I think this fits very well alongside the sections on function
arguments, error handling, etc. since it details a specific thing that
can go easily wrong.

Can I take what you wrote above, or do you want to submit your own
incremental patch? I think we could insert it almost verbatim.

> 
>    - color diff: usually I just rely on:
> 
>       [color]
>           ui = true
> 
>      But I also recently got used to using diff-highlight that will
>      highlight different characters between lines. It's nice for complex
>      "if" conditions where you don't see the difference, or for spaces
>      vs tabs:
> 
>      [pager]
>          log = /usr/doc/git-2.35.3/contrib/diff-highlight/diff-highlight | less
>          show = /usr/doc/git-2.35.3/contrib/diff-highlight/diff-highlight | less
>          diff = /usr/doc/git-2.35.3/contrib/diff-highlight/diff-highlight | less

Right, git log/show/diff --word-diff=color can also do this to some degree.

There is also core.whitespace/color.diff.whitespace that will highlight
some common whitespace errors.

I haven't used diff-highlight myself -- I'll give it a try.

In this case, I was using colordiff specifically to do the side-by-side
diff of the two patches since it handles the <() shell syntax _and_ does
the highlighting of differences between the patches.

>    - git add, git add and git add: when fixing patches by hand, it's very
>      common to leave some parts not added (especially with | patch -p1).
>      It's useful to work on a clean tree to more easily spot untracked
>      files with "git status".

Yet another reason to use git cherry-pick instead of manual patch
commands: it keeps track of unmerged files for you. ;-)

So I'm a bit torn on this. I think in this particular document I'd like
to encourage the use of git and doing things "the git way" as much as
possible.

>> I feel like in the worst case, somebody sees the document down the line
>> and vehemently disagrees with something and we either fix it or take it
>> out completely.
> 
> No I don't disagree and even find it useful. If at least it could help
> people figure the pain it is to backport any single patch, and encourage
> them to help stable maintainers, that would already be awesome!

» TASKS AND EXERCISES:
1. In the discussion about backporting patches with git, which tool was used to show the two patches side by side?
2. Pick up the discussion about backporting patches with git after its final sentence and continue it.

» RECORDS SHOWN:
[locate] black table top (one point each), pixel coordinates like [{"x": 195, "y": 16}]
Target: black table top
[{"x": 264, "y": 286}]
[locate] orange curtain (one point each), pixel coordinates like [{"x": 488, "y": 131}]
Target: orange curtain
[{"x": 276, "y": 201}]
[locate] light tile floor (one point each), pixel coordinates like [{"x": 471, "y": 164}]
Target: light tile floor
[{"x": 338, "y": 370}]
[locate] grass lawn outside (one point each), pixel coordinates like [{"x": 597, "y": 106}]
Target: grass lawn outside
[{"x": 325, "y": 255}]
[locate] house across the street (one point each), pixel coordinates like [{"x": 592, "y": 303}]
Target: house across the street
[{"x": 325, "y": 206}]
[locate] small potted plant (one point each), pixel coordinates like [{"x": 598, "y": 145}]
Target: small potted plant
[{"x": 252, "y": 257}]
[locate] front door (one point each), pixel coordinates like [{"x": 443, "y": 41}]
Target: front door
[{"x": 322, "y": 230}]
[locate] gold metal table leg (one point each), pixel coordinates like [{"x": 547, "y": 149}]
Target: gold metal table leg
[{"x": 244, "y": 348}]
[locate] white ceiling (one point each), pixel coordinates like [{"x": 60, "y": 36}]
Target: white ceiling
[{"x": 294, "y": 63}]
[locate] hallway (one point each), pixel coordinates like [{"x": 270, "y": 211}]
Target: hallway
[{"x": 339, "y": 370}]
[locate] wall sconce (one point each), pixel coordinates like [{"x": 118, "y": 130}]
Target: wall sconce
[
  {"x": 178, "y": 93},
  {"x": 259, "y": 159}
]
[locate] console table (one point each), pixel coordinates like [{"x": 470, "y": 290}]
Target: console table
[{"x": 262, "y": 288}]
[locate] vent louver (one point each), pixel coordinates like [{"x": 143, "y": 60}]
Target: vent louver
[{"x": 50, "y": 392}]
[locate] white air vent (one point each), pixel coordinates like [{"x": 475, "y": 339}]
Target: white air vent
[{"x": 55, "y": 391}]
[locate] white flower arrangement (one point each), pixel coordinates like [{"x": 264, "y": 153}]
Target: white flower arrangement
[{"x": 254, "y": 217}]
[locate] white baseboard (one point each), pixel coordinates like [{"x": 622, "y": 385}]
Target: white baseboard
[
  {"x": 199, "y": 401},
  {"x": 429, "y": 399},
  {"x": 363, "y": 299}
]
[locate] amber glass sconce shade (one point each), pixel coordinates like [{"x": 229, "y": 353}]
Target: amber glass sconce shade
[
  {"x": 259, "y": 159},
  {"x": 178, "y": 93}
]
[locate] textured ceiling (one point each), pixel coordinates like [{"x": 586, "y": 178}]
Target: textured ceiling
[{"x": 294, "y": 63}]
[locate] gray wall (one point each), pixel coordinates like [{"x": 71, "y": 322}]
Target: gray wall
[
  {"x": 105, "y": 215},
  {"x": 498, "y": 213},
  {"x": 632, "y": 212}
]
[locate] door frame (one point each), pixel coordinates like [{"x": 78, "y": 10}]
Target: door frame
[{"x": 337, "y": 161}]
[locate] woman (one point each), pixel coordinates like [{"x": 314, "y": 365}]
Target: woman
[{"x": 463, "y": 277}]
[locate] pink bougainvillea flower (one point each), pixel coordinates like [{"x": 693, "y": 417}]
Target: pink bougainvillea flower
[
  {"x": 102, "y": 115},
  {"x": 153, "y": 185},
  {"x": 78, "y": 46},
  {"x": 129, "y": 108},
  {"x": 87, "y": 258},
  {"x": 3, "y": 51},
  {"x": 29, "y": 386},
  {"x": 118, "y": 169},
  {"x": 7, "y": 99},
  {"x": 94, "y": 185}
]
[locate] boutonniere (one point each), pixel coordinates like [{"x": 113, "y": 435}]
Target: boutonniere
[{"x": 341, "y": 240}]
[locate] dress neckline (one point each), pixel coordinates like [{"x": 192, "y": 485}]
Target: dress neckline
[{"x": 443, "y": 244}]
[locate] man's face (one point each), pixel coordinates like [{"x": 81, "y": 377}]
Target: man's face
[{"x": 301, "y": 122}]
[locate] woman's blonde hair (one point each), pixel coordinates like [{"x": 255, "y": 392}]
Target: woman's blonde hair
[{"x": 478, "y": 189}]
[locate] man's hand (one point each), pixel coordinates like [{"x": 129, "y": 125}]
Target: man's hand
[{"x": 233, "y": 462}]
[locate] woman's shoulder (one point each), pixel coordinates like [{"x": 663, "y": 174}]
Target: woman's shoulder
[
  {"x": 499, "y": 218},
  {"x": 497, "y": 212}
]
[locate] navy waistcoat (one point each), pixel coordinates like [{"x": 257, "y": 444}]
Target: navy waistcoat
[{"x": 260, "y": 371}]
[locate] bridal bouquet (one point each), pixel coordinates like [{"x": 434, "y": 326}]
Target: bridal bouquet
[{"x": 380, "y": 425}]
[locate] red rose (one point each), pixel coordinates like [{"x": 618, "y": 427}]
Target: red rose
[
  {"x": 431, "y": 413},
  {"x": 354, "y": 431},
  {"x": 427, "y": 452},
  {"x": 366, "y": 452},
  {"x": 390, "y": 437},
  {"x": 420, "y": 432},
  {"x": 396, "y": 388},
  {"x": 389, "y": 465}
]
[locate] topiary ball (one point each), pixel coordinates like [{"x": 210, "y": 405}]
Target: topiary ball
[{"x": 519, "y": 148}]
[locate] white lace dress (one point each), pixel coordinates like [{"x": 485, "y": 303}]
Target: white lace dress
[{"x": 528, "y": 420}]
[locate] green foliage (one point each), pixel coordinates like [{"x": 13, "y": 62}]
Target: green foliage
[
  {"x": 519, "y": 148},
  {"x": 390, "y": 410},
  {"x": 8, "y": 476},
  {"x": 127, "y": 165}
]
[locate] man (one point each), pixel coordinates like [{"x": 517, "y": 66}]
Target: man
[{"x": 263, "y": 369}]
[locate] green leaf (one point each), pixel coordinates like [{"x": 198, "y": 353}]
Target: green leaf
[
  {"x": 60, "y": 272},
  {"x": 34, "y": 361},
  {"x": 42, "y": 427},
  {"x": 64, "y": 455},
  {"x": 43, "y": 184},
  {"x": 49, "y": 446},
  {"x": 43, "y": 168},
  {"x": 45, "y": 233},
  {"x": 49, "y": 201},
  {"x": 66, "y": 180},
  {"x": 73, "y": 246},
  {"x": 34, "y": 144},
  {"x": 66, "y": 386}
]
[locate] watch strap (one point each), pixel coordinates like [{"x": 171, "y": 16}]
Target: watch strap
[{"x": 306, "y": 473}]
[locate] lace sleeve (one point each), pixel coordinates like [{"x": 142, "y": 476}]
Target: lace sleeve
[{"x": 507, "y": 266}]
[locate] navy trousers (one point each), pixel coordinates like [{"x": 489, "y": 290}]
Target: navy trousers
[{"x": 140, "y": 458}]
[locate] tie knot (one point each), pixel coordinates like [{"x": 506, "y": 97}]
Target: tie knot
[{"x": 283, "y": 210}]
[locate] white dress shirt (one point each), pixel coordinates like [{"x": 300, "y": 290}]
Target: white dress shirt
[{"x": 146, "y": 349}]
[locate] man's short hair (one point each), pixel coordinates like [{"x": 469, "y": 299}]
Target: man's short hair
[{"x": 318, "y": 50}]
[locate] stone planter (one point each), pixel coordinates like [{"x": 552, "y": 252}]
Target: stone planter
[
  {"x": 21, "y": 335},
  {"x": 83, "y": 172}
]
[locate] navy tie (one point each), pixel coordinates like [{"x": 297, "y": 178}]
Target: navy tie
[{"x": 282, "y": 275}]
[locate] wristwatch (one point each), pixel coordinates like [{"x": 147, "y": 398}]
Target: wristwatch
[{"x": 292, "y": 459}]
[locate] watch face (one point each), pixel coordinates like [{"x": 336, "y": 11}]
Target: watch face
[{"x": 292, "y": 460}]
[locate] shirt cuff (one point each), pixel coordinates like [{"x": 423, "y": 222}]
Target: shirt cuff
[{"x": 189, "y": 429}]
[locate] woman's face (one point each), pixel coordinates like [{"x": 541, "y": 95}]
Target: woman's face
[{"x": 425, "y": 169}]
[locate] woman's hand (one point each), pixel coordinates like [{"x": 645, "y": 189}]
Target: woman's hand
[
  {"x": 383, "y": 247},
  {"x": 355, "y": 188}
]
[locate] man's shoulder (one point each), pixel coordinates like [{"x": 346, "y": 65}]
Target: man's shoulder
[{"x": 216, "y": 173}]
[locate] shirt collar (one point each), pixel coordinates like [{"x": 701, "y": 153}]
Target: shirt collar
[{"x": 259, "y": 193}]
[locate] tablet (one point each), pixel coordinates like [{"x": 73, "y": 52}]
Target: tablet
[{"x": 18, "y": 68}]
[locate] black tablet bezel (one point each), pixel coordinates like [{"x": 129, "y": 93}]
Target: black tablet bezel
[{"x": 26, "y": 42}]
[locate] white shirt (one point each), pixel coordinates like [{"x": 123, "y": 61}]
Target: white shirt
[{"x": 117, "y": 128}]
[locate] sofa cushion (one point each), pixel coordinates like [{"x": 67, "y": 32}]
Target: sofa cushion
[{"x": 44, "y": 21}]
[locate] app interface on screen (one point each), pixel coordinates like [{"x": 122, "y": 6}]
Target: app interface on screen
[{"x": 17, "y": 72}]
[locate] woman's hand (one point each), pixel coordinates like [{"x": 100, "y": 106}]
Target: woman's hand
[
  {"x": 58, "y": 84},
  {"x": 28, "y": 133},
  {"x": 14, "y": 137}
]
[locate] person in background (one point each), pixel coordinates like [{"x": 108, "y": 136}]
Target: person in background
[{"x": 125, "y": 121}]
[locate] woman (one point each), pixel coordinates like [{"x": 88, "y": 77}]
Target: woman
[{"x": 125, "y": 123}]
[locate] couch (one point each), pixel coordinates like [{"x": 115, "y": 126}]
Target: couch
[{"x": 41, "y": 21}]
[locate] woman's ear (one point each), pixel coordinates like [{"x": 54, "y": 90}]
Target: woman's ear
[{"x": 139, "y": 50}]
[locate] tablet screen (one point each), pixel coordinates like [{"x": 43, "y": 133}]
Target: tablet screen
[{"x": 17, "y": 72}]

» THE RESPONSES:
1. Colordiff.

2.
> 
>> I'd like to add that my impression is that a LOT of people *fear*
>> backporting and conflict resolution -- and it doesn't have to be that
>> way. We should be talking about merge conflicts and what good workflows
>> look like (one of the reasons why I was very happy to see Steven's
>> presentation at KR), instead of leaving everybody to figure it out on
>> their own. This document is my contribution towards that.
> 
> I'm not completely sold to this. Yes we should teach more people to
> perform that task themselves. But there's a big difference between
> backporting a few patches and feeling like you could maintain your own
> kernel because now you know how to resolve conflicts. What I mentioned
> above about dealing with patches you don't understand must not be
> underestimated, that's the biggest challenge I faced when working on
> stable kernels. There's probably a feeling of shame of not understanding
> something, but I can say that many times I asked for help and was helped
> even by top-ranked developers, and nobody ever laughed at me for not
> understanding a certain area. But doing that in your garage for your
> own kernel or for your company's products is a huge problem because it's
> unlikely that you'll get help from the maintainers this time, so you're
> left on your own with your own understanding of certain patches.
> 
> Thus, yes to backports, no to kernel forks being a collection of
> backports.

Right; almost every time I talk about backporting it's really in the
context of contributing these backports to stable. I'm not in favour of
forks either and I'm not trying to encourage it.

Let me try to come up with a specific addition related to the changes
you requested above and see if you agree with the wording.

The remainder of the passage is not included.